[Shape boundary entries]
|---|
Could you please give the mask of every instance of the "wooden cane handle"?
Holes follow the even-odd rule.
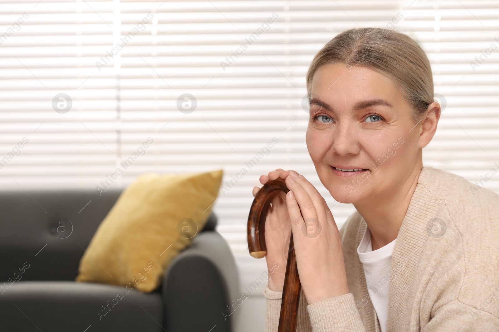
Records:
[[[265,220],[270,202],[279,190],[286,193],[289,191],[284,179],[278,178],[269,180],[256,193],[251,204],[248,216],[248,248],[250,254],[255,258],[261,258],[267,254],[267,247],[265,244]],[[296,330],[298,304],[301,284],[298,275],[294,247],[291,232],[277,332],[295,332]]]

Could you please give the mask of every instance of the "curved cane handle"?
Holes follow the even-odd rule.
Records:
[[[250,254],[255,258],[261,258],[267,254],[267,247],[265,244],[265,220],[270,202],[279,190],[286,193],[289,191],[284,179],[278,178],[268,181],[256,193],[251,204],[248,216],[248,249]],[[291,232],[277,332],[295,332],[296,330],[298,304],[301,284],[298,275],[294,247]]]

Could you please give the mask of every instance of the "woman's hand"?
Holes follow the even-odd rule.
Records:
[[[348,294],[339,231],[325,200],[303,175],[291,172],[285,181],[298,273],[307,302]]]
[[[289,174],[289,171],[278,168],[269,172],[268,175],[260,176],[260,183],[265,184],[269,180],[279,177],[285,179]],[[257,187],[253,188],[253,196],[255,196],[259,190]],[[265,243],[267,247],[265,258],[269,271],[268,288],[272,291],[282,292],[287,251],[289,249],[291,221],[284,192],[278,191],[270,202],[265,220]]]

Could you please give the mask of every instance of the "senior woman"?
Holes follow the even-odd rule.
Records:
[[[499,196],[423,166],[441,111],[423,50],[385,29],[344,31],[314,58],[307,90],[315,170],[356,211],[338,230],[303,175],[260,177],[290,190],[265,221],[265,331],[277,331],[291,231],[297,331],[499,331]]]

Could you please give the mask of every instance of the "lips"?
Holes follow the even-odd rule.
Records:
[[[343,166],[342,167],[331,166],[331,168],[333,172],[339,176],[354,176],[361,174],[368,170],[367,168],[354,165]]]

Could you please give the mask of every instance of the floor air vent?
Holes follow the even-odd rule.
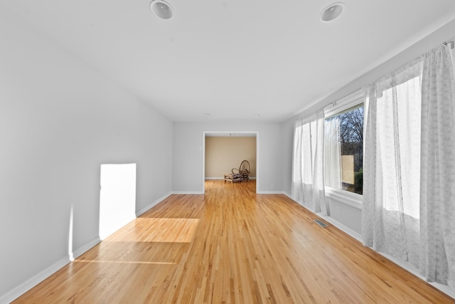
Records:
[[[316,224],[317,224],[318,225],[319,225],[321,227],[328,227],[328,225],[327,225],[326,223],[324,223],[322,221],[320,221],[318,219],[315,219],[313,220],[314,222],[315,222]]]

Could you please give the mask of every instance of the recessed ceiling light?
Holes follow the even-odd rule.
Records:
[[[338,18],[344,11],[345,5],[343,2],[336,2],[325,8],[321,13],[321,20],[329,22]]]
[[[168,19],[172,17],[172,8],[164,0],[152,1],[150,3],[150,9],[162,19]]]

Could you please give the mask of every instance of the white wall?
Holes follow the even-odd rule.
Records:
[[[311,114],[329,103],[336,101],[343,97],[356,91],[363,85],[366,85],[380,77],[392,72],[400,66],[436,47],[437,45],[451,40],[454,36],[455,21],[452,21],[433,33],[422,39],[420,41],[416,43],[414,45],[397,54],[396,56],[390,58],[389,61],[378,65],[371,71],[338,90],[328,97],[319,101],[309,100],[310,102],[314,102],[313,106],[300,113],[296,114],[294,117],[284,122],[282,124],[282,137],[284,138],[283,168],[284,170],[284,192],[290,196],[291,176],[292,169],[293,122],[296,119]],[[331,199],[330,204],[331,208],[332,209],[332,219],[336,219],[341,224],[354,230],[354,231],[358,234],[361,233],[361,210],[343,204],[341,201],[337,201],[333,199]],[[340,214],[338,214],[333,212],[333,209],[336,207],[340,208]]]
[[[96,243],[101,164],[137,164],[136,211],[171,192],[173,125],[1,6],[0,46],[2,302]]]
[[[203,132],[204,131],[258,132],[257,191],[282,192],[282,140],[281,124],[252,122],[174,122],[172,190],[202,193]]]

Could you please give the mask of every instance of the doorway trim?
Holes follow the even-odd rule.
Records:
[[[259,131],[203,131],[202,132],[202,194],[205,193],[205,137],[208,134],[227,136],[229,134],[235,133],[236,136],[240,137],[245,137],[242,135],[254,134],[256,137],[256,193],[258,193],[259,179]]]

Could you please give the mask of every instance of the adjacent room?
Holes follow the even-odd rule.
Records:
[[[0,303],[455,303],[454,38],[452,0],[0,0]]]

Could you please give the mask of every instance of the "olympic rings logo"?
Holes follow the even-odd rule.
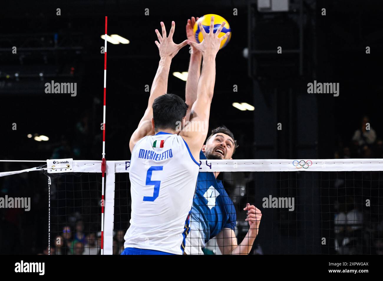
|---|
List every line of the records that contains the string "woman", with case counting.

Could you please give the mask of every instance of the "woman's hand"?
Could you please give the mask of every instance of the "senior woman"?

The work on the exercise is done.